__Task item A__. Quote the article on the EU debt crisis word for word, from "THE European Union" up to and including "its public finances.".
__Task item B__. Extend the article on the EU debt crisis, picking up right after its final sentence.

__Exercise text__.
THE European Union yesterday thrashed out ways to toughen oversight of how governments run their economies in a bid to regain credibility with markets and prevent a repeat of the debt crisis afflicting the region.

Olli Rehn, the EU's Economy Commissioner, said he expects finance ministers from the 27-nation bloc would move quickly to reinforce economic governance at a meeting in Luxembourg, a day after most agreed on more sanctions for countries with risky finances.

The euro has been roiled by the fallout from a debt crisis that started in Greece, one of the 16-nation currency's smallest economies, after it revealed that it had been lying over the state of its public finances.

The crisis has exposed weaknesses in the monetary union and led to massive market pressure on governments to show they can reduce spending, even as the economic recovery remains fragile. The austerity measures are provoking unrest and labor protests across the continent, with Spanish civil servants on strike yesterday.

Rescue package

The euro has lost nearly 22 percent of its value against the dollar in the past six months.

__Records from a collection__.
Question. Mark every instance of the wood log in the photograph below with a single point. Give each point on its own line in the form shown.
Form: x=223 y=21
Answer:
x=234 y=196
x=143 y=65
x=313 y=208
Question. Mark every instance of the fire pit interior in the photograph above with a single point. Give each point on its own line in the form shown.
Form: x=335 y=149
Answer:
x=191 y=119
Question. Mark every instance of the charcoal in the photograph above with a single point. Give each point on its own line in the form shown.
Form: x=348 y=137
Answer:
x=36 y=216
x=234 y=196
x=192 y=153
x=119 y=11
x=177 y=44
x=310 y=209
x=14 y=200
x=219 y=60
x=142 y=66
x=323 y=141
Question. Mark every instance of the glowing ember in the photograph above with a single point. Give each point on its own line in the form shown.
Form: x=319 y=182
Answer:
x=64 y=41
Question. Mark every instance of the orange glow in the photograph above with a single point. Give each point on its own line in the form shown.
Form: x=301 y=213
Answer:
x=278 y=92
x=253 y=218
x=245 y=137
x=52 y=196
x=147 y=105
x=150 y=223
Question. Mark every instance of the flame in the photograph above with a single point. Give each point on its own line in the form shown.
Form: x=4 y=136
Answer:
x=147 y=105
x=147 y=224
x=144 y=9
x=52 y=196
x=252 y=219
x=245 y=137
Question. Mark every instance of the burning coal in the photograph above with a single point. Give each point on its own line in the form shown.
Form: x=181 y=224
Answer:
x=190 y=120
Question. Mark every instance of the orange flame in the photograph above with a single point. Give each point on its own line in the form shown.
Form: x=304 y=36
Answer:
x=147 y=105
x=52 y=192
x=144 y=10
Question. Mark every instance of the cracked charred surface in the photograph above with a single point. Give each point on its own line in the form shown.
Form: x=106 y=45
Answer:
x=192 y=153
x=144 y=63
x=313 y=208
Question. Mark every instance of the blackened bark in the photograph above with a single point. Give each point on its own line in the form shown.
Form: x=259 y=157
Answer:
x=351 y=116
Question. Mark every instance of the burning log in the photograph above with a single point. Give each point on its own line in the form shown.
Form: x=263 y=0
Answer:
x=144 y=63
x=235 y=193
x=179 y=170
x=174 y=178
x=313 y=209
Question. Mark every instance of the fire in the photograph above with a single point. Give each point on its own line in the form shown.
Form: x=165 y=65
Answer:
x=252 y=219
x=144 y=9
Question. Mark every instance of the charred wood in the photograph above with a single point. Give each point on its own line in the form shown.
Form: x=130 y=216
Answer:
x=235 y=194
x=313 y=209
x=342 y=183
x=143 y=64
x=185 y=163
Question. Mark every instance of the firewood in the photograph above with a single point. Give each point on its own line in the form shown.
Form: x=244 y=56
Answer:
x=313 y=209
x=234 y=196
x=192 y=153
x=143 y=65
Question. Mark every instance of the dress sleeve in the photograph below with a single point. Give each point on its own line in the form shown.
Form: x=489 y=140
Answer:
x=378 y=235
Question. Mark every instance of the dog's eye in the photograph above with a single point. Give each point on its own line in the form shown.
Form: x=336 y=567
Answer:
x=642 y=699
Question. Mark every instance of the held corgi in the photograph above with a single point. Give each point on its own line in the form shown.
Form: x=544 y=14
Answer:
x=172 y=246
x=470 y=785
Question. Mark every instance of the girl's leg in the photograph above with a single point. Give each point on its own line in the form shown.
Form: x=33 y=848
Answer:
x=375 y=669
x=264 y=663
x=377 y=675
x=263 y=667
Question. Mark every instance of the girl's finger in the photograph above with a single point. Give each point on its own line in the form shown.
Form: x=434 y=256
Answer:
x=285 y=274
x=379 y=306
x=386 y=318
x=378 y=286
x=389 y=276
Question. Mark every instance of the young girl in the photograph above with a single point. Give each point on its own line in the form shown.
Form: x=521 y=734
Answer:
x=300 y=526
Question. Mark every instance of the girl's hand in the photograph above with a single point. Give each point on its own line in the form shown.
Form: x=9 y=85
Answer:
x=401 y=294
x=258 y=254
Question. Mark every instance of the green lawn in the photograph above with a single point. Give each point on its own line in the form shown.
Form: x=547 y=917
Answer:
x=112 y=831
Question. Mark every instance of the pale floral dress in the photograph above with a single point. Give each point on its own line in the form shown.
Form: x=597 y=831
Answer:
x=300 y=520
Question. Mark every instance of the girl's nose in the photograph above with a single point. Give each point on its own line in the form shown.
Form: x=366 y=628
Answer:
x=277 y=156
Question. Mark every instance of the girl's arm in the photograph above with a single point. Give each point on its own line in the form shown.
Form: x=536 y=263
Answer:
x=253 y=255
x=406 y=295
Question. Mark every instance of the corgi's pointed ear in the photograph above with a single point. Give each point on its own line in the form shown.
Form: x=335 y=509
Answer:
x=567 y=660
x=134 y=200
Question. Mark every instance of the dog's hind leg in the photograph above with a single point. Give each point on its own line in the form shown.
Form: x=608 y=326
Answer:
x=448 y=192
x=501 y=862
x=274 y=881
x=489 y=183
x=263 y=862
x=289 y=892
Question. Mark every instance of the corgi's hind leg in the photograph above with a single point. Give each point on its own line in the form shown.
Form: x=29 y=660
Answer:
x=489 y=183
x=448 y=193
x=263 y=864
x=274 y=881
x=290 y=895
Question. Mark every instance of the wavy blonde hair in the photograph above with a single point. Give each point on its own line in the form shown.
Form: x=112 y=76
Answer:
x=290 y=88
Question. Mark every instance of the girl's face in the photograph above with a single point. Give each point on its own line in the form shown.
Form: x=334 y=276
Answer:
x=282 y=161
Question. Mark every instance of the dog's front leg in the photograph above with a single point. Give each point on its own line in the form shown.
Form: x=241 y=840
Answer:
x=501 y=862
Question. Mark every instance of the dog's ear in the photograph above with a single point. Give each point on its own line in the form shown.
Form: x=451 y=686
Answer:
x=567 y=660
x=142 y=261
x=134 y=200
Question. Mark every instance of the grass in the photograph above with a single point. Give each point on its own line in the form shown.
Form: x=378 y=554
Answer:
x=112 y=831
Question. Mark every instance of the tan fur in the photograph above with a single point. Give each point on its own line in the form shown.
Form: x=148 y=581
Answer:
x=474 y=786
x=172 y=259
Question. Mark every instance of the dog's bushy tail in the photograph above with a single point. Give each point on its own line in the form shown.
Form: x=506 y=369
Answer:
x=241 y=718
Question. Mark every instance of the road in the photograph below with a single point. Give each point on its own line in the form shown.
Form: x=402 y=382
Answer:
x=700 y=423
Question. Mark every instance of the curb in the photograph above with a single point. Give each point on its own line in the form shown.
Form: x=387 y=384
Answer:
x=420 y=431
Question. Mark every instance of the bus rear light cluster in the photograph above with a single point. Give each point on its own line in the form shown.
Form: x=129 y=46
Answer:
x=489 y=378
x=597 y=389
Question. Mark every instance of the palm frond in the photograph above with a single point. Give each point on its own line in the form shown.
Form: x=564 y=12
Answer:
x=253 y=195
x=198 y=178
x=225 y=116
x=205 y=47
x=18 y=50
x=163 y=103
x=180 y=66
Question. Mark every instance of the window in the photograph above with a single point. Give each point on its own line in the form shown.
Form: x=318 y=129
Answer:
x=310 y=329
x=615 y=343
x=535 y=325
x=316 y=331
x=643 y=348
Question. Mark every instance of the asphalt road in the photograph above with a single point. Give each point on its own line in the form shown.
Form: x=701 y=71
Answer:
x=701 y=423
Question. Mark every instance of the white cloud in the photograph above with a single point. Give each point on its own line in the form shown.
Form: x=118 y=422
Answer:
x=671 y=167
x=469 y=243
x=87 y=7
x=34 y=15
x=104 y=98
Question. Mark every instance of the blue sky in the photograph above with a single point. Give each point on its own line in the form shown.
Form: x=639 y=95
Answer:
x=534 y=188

__Exercise answer A__.
THE European Union yesterday thrashed out ways to toughen oversight of how governments run their economies in a bid to regain credibility with markets and prevent a repeat of the debt crisis afflicting the region.

Olli Rehn, the EU's Economy Commissioner, said he expects finance ministers from the 27-nation bloc would move quickly to reinforce economic governance at a meeting in Luxembourg, a day after most agreed on more sanctions for countries with risky finances.

The euro has been roiled by the fallout from a debt crisis that started in Greece, one of the 16-nation currency's smallest economies, after it revealed that it had been lying over the state of its public finances.

__Exercise answer B__.
Yet even as the EU agreed the details of a massive 750 billion euro (US$897 billion) financial rescue package to stave off bankruptcies, a new potential euro member stepped forward.

Estonia is set to become the currency union's 17th member in 2011, Luxembourg Prime Minister Jean-Claude Juncker, who chairs eurozone finance minister meetings, said on Monday. Estonia will get the final word when EU finance ministers meet on July 13.

French Finance Minister Christine Lagarde said she "will welcome Estonia with a lot of satisfaction in the euro club" even as it faces a rapid overhaul of its basic rules.

"We have to go quickly to a deepening and reinforcement of the rules of governance. Economic governance means rules of functioning, budgetary responsibility, solidarity principles; on all these subjects we have to go fast," she said.

Finance ministers yesterday agreed to give the EU's statistics agency Eurostat the power to audit national public finances in heavily indebted countries - that aims at preventing countries from misreporting or falsifying statistics, as Greece did.

EU leaders will next week lay out broad goals to make their economies function better. They are also likely to accept more warnings and greater oversight of their economies.

However, Britain is adamant that it won't be sending its budget to the EU executive before it's published.